Your assignment - Find the lines below in which the string "roof" occurs. Copy each one.

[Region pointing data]

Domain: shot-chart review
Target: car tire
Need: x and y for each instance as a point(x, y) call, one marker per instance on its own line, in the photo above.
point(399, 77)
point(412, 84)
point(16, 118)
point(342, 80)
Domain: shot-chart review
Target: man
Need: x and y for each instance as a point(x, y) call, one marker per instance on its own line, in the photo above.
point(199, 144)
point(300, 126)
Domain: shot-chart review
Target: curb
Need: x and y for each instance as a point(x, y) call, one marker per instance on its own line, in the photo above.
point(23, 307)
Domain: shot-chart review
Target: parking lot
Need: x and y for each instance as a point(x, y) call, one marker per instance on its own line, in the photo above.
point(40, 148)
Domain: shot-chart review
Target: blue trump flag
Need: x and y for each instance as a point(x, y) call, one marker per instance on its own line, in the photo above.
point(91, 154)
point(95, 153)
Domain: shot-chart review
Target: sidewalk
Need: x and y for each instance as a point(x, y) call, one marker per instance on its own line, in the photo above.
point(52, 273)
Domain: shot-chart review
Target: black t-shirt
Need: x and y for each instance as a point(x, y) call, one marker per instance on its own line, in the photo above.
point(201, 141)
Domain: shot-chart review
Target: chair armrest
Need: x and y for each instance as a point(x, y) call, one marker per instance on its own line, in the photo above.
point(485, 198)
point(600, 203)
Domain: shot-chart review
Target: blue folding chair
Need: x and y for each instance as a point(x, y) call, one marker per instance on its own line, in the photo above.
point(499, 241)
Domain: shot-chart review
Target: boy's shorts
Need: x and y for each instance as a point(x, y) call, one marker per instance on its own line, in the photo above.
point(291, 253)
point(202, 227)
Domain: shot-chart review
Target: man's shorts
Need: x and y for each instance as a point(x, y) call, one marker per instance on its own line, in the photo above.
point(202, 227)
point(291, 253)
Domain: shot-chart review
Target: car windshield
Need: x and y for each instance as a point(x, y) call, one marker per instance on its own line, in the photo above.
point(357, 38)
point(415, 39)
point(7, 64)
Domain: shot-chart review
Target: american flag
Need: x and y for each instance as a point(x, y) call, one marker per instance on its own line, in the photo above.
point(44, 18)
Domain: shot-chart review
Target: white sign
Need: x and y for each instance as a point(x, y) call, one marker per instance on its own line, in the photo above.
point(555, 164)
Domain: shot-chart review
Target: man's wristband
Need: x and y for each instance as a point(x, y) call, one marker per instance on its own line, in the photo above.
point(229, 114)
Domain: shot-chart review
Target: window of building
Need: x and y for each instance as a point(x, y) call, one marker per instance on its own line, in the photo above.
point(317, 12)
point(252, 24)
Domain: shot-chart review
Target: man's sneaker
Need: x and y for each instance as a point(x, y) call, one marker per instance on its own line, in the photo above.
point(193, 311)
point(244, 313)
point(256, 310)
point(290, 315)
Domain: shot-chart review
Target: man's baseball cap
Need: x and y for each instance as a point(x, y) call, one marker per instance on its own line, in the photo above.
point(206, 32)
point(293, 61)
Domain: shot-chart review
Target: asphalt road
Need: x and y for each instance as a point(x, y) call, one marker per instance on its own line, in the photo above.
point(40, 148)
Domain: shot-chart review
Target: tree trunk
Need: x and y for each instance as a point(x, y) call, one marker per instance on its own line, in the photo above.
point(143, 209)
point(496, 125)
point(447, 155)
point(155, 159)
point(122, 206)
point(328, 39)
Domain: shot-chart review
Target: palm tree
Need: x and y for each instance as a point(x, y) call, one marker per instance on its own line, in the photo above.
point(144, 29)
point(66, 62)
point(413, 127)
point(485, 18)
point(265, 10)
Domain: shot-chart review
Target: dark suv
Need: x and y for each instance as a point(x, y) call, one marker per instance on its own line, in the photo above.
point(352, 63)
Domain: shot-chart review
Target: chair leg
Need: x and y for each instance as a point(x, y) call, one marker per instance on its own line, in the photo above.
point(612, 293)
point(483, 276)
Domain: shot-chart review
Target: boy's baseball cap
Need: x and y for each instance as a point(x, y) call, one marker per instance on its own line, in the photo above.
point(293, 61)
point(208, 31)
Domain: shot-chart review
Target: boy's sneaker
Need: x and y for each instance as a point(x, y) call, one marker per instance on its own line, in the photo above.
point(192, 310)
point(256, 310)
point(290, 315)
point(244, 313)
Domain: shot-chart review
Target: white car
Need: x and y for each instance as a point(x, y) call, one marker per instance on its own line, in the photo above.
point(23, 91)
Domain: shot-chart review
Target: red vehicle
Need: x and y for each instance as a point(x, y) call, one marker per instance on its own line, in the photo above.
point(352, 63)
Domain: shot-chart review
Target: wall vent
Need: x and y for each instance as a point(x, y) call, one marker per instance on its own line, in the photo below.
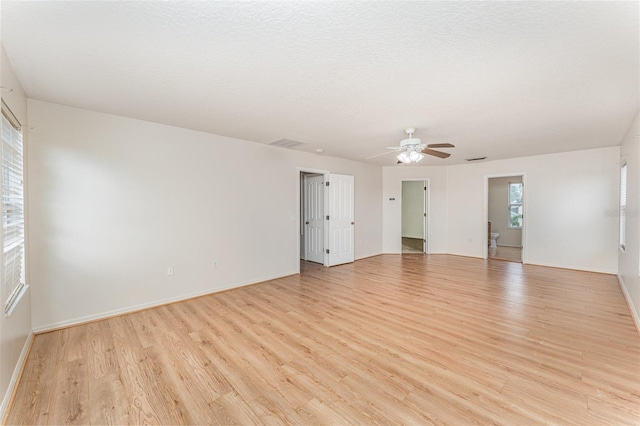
point(286, 143)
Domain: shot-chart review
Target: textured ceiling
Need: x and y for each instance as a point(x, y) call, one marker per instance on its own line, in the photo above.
point(497, 79)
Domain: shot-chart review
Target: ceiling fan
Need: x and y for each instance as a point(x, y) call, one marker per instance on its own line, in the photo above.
point(412, 150)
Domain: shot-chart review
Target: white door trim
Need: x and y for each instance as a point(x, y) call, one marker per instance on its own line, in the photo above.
point(485, 231)
point(300, 170)
point(427, 200)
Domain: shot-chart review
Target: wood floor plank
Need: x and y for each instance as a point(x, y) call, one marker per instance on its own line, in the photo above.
point(417, 339)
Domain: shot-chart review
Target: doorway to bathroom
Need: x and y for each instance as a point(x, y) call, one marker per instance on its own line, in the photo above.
point(415, 229)
point(505, 217)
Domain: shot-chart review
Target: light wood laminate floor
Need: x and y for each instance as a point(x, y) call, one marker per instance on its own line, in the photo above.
point(390, 339)
point(511, 254)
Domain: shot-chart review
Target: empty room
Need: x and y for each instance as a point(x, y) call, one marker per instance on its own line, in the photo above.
point(327, 212)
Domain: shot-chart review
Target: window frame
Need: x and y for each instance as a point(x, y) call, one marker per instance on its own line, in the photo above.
point(13, 211)
point(510, 205)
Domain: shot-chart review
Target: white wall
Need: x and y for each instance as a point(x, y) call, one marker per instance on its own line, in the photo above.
point(629, 260)
point(568, 197)
point(392, 210)
point(15, 330)
point(499, 211)
point(567, 200)
point(115, 201)
point(413, 195)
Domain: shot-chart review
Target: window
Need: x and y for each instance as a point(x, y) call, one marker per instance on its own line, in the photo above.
point(623, 205)
point(515, 205)
point(12, 211)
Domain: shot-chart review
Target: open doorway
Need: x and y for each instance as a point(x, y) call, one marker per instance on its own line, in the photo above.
point(312, 214)
point(505, 218)
point(414, 216)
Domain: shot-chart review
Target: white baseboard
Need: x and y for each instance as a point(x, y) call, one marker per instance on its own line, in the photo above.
point(129, 309)
point(14, 378)
point(632, 308)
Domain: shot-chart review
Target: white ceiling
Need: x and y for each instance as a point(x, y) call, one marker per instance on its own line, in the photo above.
point(497, 79)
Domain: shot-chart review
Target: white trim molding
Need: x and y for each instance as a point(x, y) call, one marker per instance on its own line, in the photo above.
point(627, 298)
point(15, 377)
point(154, 304)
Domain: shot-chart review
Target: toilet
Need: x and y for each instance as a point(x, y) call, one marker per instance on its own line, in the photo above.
point(494, 240)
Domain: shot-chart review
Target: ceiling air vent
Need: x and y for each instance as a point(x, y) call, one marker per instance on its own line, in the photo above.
point(286, 143)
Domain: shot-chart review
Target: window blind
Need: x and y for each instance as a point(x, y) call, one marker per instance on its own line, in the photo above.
point(623, 205)
point(12, 211)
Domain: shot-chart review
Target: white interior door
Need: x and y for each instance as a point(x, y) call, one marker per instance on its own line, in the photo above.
point(314, 218)
point(341, 219)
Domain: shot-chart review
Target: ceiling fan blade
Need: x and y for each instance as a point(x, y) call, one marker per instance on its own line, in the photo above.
point(436, 153)
point(378, 155)
point(440, 145)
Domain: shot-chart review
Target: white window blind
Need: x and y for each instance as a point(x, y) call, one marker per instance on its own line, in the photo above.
point(12, 210)
point(623, 205)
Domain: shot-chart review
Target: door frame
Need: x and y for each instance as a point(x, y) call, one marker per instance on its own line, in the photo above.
point(299, 199)
point(485, 231)
point(427, 210)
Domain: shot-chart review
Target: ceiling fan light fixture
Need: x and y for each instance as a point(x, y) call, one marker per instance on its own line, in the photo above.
point(415, 156)
point(404, 157)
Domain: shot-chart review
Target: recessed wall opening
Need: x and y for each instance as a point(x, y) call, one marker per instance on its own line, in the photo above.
point(415, 202)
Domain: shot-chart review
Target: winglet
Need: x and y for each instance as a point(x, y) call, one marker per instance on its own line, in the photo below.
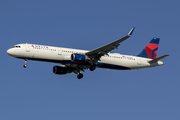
point(131, 31)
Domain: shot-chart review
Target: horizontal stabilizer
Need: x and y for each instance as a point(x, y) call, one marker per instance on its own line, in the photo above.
point(158, 59)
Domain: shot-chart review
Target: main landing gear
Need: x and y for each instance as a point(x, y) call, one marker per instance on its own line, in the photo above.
point(80, 75)
point(25, 65)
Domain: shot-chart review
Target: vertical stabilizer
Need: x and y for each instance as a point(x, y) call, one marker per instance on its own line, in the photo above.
point(150, 51)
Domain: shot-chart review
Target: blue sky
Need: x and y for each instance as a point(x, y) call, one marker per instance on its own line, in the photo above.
point(35, 93)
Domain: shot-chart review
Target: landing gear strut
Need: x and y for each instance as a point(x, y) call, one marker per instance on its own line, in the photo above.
point(92, 68)
point(25, 65)
point(80, 75)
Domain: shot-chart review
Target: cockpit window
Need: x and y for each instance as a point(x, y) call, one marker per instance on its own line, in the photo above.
point(16, 46)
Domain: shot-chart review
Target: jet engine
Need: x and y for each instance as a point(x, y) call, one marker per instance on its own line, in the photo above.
point(79, 58)
point(59, 70)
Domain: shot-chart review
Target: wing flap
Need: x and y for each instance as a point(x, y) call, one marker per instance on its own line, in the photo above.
point(158, 59)
point(98, 52)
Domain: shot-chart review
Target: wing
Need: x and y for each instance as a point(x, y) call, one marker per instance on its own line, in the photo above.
point(96, 54)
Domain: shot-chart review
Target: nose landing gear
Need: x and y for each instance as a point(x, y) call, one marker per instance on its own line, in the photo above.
point(25, 65)
point(80, 75)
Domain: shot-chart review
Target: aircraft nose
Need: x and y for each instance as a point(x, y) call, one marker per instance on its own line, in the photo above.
point(9, 51)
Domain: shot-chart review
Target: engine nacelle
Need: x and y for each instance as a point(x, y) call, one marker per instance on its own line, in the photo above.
point(59, 70)
point(78, 58)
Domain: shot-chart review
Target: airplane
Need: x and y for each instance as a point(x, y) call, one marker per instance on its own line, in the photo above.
point(76, 60)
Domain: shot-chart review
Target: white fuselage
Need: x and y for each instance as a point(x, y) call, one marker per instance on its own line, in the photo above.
point(63, 56)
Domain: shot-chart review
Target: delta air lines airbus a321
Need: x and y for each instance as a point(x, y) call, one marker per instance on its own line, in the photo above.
point(76, 61)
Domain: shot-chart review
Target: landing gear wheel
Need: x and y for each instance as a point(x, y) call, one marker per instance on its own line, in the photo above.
point(25, 66)
point(92, 68)
point(80, 75)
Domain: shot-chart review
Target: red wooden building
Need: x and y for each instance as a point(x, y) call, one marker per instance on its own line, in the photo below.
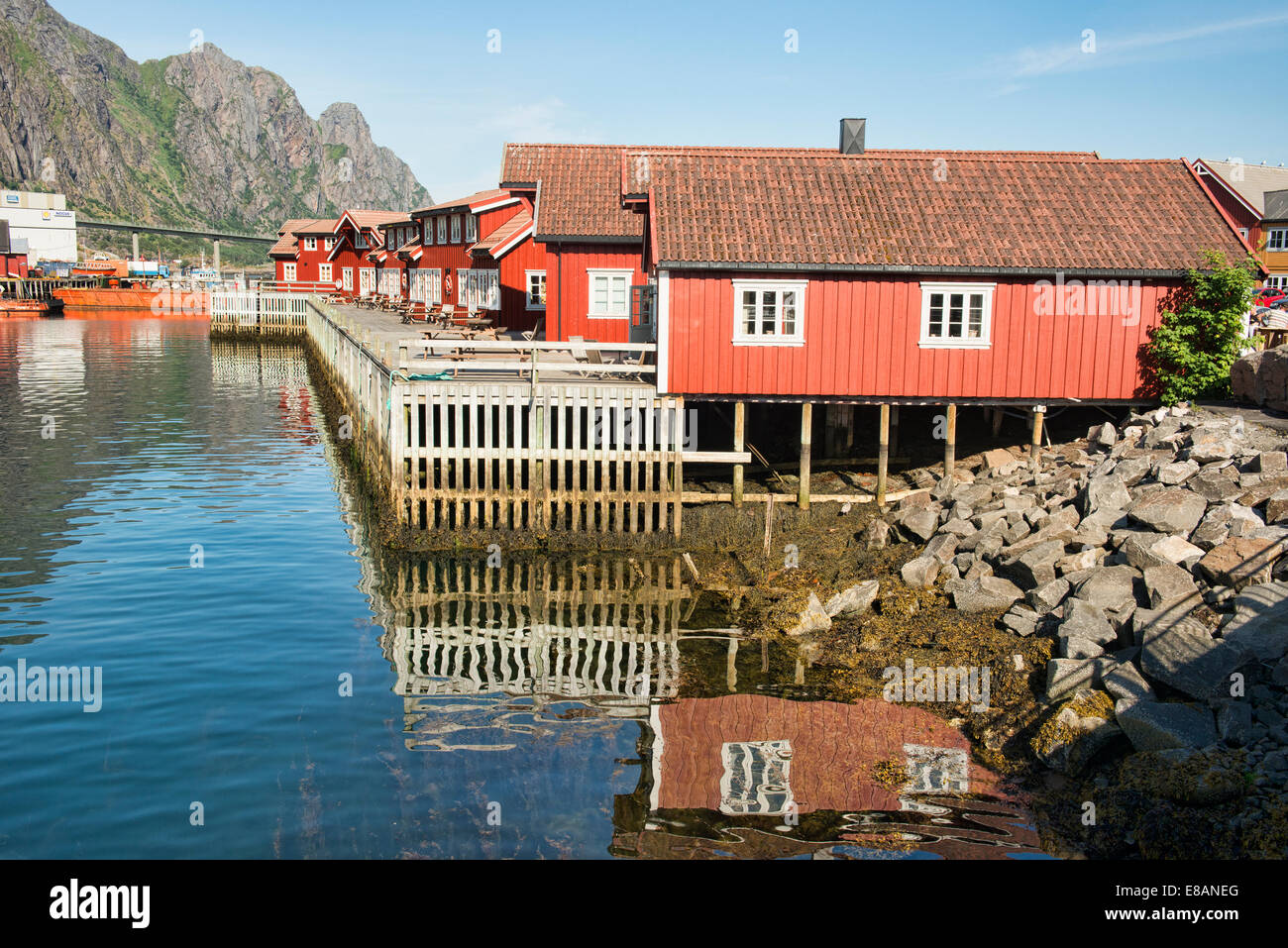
point(477, 253)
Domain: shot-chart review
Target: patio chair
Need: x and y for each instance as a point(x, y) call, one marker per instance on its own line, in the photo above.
point(529, 335)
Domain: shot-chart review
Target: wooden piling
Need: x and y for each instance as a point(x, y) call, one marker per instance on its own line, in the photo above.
point(883, 454)
point(951, 442)
point(739, 424)
point(806, 436)
point(1035, 445)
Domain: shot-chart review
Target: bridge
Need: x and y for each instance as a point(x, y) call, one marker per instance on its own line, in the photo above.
point(136, 230)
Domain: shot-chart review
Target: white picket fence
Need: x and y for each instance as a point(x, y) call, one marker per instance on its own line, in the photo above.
point(259, 312)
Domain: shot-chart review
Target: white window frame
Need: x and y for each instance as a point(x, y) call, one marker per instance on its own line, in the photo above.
point(478, 288)
point(527, 290)
point(593, 273)
point(986, 338)
point(426, 286)
point(761, 286)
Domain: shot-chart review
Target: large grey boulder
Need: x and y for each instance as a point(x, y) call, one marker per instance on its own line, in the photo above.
point(1171, 510)
point(1153, 725)
point(1260, 623)
point(1180, 653)
point(987, 592)
point(853, 600)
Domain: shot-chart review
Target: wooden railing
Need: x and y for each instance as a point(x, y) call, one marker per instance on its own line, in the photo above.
point(463, 359)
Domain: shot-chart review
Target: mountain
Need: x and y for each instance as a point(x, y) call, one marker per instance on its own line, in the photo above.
point(196, 138)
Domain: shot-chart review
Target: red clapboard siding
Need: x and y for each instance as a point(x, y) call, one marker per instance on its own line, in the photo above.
point(567, 295)
point(862, 342)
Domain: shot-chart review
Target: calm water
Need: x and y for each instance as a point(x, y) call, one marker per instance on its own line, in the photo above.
point(175, 513)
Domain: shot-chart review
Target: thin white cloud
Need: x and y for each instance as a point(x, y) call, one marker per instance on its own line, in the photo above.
point(1070, 56)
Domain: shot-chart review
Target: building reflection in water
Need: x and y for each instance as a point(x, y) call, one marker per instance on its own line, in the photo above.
point(484, 656)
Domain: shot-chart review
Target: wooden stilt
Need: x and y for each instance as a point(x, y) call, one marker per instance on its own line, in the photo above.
point(806, 437)
point(1035, 445)
point(951, 442)
point(739, 424)
point(883, 454)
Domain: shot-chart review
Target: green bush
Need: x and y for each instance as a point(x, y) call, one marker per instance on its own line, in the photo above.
point(1190, 352)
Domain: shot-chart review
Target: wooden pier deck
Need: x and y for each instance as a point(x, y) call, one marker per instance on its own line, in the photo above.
point(490, 436)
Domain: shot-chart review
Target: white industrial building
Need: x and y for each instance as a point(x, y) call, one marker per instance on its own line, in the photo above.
point(44, 222)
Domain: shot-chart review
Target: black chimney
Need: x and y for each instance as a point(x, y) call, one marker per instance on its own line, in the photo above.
point(851, 136)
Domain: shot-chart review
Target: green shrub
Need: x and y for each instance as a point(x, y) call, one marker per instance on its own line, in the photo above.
point(1190, 352)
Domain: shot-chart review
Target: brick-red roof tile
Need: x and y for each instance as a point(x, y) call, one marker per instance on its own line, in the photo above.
point(930, 210)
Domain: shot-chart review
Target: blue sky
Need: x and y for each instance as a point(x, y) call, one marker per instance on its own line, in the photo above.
point(1163, 78)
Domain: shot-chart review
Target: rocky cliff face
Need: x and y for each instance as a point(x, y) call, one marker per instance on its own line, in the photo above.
point(196, 138)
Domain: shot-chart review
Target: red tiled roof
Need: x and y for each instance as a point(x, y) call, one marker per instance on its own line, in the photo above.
point(321, 227)
point(501, 236)
point(286, 241)
point(931, 210)
point(580, 189)
point(477, 198)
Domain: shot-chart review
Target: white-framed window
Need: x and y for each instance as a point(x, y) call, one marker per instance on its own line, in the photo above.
point(390, 281)
point(478, 288)
point(756, 777)
point(536, 288)
point(426, 286)
point(608, 294)
point(769, 312)
point(956, 314)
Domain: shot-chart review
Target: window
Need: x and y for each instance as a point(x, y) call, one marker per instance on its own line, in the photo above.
point(426, 286)
point(536, 290)
point(609, 294)
point(756, 777)
point(769, 312)
point(478, 288)
point(956, 314)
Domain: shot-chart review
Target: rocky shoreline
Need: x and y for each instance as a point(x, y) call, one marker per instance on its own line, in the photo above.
point(1153, 563)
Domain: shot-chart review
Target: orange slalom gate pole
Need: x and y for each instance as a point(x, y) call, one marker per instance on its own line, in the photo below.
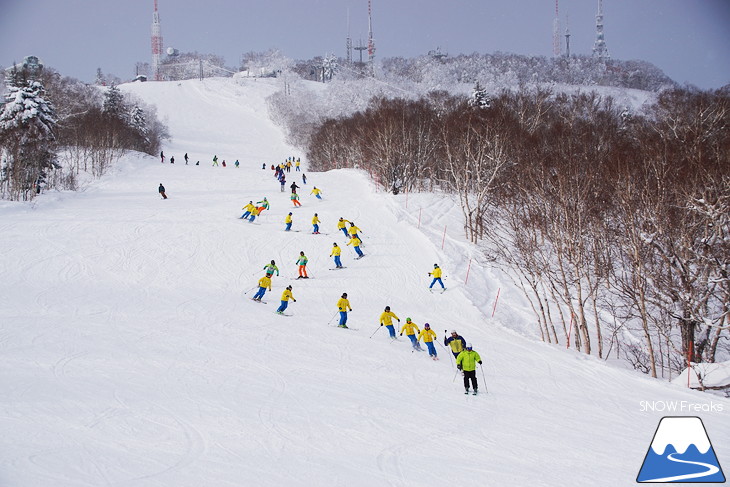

Response area -
Target: brick-red roof tile
Target: red tiled roof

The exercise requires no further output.